Your task: Starting at the line with "Identify the cliff" in it, reproduce each line below through the last one, exactly, and include nothing else.

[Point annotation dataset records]
════════════════════
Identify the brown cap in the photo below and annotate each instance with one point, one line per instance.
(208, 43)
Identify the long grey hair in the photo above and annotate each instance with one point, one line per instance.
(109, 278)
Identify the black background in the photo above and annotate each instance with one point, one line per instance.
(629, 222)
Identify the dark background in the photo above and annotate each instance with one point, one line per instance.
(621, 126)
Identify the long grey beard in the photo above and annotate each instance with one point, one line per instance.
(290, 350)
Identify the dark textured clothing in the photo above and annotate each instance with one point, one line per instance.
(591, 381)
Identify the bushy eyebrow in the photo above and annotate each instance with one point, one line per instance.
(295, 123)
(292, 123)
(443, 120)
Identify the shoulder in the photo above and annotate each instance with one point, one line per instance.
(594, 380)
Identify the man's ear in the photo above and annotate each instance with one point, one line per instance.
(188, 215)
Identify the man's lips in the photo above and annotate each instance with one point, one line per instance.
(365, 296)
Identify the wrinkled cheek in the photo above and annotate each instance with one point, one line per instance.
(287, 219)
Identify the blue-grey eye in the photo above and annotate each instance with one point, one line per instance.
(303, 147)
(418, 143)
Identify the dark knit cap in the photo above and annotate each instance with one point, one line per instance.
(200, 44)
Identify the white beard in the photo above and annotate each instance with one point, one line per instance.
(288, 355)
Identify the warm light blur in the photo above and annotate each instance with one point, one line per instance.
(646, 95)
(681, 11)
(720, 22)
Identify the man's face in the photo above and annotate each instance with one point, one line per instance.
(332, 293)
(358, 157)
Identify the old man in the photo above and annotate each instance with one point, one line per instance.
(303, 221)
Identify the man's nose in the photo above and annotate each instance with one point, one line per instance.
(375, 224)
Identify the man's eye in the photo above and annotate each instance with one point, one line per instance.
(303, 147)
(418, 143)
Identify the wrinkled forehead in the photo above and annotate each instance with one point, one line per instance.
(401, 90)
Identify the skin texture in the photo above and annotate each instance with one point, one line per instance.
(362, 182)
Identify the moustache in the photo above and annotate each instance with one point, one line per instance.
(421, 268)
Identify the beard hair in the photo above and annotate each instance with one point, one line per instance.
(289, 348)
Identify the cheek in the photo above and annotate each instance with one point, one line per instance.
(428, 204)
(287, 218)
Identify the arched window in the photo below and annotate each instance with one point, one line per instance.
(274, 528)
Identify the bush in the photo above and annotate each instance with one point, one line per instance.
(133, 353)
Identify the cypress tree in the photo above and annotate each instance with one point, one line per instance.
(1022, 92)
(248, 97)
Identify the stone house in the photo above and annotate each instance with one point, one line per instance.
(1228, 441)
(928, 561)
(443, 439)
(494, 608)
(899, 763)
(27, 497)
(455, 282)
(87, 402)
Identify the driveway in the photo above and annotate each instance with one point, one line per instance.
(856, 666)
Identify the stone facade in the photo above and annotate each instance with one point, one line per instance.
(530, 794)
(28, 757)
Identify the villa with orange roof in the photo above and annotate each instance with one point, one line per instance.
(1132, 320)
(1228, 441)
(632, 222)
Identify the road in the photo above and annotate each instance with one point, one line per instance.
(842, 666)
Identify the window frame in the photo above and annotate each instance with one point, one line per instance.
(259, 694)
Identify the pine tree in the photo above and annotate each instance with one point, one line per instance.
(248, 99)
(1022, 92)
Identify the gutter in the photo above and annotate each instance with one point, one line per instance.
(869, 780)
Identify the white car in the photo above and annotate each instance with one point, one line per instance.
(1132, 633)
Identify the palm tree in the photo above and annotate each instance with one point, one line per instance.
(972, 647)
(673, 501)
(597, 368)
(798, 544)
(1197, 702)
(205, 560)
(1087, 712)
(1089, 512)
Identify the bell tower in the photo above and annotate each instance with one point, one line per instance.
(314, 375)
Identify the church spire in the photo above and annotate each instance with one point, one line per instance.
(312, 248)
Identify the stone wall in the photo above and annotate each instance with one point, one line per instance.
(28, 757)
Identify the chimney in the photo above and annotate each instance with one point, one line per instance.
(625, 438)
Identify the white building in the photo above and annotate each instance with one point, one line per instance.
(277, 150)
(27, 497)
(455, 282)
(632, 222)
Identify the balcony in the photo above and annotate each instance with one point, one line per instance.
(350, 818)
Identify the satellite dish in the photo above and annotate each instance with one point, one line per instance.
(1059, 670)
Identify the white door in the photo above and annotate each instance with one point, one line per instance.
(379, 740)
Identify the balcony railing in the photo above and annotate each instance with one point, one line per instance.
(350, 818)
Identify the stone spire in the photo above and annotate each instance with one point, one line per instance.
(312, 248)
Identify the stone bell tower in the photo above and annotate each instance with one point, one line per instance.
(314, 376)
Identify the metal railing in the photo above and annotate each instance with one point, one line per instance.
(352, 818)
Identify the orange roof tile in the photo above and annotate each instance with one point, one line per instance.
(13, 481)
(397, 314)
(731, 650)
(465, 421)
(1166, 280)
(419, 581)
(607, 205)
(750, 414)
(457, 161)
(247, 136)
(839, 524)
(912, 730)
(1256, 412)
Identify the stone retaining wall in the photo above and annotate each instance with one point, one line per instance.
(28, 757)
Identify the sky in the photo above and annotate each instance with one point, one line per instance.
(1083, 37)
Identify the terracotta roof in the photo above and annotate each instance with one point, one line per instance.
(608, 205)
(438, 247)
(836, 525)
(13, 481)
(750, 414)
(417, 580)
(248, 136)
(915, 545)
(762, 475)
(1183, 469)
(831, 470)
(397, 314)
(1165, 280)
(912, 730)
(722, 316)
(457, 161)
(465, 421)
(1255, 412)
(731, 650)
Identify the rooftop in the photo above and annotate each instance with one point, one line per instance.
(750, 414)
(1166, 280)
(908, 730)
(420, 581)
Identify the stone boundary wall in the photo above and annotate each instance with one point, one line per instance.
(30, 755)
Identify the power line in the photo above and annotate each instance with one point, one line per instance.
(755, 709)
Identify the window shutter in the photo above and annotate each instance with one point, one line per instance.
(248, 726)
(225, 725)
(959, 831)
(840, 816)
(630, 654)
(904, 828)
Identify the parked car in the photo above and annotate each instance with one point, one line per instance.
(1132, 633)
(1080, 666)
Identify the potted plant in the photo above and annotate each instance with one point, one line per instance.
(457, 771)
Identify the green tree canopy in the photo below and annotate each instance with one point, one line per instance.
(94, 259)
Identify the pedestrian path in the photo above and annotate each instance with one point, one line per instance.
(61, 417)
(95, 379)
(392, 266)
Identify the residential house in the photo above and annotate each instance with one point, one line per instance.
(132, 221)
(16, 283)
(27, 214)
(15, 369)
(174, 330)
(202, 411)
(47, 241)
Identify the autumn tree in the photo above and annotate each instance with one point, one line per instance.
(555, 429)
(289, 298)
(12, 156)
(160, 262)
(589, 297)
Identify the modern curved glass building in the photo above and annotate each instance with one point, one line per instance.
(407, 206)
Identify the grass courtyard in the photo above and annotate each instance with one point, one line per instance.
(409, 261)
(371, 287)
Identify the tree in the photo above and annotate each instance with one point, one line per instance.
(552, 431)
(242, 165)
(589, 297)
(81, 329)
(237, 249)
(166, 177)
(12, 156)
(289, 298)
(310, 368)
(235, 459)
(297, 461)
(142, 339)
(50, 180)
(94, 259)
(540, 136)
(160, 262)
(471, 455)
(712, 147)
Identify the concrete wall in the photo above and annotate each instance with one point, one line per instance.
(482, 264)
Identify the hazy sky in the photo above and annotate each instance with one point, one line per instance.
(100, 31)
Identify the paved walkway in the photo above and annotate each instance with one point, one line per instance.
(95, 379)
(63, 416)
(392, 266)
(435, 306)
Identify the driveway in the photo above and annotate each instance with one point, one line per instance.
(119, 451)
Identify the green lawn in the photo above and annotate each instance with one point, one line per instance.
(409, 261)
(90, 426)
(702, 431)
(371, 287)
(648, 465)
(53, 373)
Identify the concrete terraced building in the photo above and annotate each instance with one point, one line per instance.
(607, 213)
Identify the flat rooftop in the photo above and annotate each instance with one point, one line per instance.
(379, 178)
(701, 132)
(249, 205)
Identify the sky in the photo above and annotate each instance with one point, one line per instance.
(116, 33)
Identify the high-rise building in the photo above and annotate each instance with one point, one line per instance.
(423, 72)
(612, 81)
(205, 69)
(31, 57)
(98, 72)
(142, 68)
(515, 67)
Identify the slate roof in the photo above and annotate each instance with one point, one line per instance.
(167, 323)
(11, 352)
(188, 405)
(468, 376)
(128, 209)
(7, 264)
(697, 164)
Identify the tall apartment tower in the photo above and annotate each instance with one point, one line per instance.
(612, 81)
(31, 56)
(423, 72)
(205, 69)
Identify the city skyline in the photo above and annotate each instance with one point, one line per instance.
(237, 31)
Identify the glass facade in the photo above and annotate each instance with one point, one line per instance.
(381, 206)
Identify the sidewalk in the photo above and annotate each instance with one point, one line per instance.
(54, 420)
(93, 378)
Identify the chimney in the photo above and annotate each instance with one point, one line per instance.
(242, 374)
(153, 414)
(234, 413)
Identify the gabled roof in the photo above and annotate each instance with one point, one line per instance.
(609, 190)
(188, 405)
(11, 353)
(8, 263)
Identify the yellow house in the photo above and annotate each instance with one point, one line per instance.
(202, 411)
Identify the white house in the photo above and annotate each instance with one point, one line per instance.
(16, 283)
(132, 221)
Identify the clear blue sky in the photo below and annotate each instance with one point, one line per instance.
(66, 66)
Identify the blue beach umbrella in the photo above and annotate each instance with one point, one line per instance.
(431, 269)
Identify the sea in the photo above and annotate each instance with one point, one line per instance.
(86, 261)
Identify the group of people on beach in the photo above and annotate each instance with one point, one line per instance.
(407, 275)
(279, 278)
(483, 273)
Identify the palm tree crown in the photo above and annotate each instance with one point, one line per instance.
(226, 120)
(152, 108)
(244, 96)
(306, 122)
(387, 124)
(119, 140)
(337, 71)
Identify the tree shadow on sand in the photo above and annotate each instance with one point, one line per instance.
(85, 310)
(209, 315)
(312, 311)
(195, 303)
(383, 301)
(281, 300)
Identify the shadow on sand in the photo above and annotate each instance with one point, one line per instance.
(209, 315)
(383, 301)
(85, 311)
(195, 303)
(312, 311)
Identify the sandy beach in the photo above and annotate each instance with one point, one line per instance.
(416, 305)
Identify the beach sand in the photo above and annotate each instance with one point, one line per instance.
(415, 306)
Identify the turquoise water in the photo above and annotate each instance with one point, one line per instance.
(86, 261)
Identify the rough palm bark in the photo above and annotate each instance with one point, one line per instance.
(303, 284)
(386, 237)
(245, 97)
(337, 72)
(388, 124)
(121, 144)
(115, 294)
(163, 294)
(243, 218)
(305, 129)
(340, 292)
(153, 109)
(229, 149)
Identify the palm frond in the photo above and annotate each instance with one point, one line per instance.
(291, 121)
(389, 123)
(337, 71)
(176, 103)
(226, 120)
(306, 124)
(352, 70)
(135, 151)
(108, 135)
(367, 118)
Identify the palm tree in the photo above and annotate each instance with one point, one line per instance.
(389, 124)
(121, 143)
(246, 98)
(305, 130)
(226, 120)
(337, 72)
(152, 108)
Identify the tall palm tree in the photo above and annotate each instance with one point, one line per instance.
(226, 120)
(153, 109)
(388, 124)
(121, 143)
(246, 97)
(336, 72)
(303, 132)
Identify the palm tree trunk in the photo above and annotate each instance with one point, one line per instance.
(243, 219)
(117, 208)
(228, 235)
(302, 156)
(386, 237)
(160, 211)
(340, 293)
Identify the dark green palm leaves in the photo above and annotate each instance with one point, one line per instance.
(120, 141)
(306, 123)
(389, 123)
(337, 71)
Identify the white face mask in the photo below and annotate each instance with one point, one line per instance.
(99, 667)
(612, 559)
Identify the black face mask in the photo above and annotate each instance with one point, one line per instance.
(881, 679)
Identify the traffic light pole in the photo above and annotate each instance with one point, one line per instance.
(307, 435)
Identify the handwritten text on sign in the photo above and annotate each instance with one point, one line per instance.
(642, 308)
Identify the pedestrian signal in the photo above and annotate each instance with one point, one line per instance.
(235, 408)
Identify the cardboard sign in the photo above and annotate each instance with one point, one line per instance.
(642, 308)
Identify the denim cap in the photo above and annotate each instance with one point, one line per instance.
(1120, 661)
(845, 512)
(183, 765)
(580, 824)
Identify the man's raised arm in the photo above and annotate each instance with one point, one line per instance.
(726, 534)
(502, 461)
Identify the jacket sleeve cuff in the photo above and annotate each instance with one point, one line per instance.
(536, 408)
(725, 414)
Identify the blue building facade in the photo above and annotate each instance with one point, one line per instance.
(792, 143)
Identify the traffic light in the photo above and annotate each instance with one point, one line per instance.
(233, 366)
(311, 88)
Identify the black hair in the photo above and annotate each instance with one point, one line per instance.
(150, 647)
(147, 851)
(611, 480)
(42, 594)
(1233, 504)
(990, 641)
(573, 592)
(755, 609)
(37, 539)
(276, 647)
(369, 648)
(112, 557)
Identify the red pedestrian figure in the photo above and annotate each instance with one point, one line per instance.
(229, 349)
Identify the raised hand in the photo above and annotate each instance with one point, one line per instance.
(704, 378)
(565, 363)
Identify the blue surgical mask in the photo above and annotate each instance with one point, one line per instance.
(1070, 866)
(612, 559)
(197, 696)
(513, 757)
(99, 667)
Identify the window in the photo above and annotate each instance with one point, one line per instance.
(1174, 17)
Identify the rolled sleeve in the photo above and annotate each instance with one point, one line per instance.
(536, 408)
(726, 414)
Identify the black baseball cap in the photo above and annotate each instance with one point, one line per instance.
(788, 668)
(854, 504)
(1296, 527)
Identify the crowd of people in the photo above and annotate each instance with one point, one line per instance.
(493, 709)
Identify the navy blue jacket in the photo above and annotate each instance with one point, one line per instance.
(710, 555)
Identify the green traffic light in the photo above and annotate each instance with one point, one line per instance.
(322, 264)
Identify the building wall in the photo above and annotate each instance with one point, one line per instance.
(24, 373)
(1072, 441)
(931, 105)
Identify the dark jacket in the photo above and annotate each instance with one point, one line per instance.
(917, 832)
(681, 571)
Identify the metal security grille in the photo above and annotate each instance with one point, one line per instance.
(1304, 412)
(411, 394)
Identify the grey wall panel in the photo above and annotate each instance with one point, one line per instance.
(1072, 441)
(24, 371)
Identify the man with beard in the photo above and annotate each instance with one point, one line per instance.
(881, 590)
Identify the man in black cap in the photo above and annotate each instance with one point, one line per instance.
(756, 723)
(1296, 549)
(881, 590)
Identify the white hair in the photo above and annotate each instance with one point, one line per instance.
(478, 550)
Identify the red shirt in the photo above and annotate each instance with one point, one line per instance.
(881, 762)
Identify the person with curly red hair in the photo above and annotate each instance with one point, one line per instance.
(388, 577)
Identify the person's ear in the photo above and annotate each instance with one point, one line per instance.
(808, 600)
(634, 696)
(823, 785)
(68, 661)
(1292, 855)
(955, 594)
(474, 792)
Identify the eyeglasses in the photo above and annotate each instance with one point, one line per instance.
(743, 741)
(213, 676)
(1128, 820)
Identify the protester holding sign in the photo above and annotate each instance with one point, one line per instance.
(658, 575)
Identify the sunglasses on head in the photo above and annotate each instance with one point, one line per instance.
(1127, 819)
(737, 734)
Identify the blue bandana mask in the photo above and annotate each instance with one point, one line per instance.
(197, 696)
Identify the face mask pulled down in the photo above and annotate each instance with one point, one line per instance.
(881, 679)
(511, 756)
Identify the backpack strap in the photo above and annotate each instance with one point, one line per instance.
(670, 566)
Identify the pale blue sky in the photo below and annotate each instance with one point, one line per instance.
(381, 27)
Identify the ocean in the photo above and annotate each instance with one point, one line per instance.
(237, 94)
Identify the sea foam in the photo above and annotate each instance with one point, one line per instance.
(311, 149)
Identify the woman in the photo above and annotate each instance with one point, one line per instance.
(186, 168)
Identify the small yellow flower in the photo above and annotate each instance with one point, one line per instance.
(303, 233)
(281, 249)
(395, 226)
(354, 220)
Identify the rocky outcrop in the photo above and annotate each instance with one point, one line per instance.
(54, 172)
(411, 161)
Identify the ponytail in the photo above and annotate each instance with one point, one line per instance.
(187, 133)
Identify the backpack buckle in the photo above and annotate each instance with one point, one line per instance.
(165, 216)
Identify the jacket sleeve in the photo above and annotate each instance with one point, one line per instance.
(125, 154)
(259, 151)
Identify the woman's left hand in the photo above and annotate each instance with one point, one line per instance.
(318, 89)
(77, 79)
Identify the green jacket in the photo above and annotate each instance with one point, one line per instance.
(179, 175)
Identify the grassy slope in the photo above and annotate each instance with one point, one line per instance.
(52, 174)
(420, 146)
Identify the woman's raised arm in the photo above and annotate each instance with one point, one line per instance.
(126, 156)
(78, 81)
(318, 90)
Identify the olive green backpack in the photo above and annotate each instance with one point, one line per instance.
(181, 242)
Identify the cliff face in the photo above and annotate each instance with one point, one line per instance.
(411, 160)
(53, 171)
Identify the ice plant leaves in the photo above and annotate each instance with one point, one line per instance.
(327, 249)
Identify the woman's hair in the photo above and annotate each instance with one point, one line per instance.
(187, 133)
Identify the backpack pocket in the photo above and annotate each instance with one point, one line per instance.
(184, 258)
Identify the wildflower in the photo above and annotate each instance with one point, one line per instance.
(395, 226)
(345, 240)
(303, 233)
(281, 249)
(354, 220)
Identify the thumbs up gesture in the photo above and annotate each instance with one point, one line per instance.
════════════════════
Reply:
Identify the cliff face in the photo above and annotate each instance with one point, one line per instance.
(411, 160)
(53, 171)
Identify the ice plant leaves in the photo above and annotate each instance with one point, one line per instance.
(327, 249)
Identify the woman's hair in the photo above and annotate each instance with one point, one line per instance.
(187, 133)
Identify the backpack pocket in the photo above and annotate each instance with one point, one line per instance.
(184, 258)
Identify the wildflower in the photo above and annotate each instance with one point, one line per instance.
(395, 226)
(345, 240)
(303, 233)
(281, 249)
(354, 220)
Identify the thumbs up gesture in the photo above and annotate each instance with one point, one line per instance.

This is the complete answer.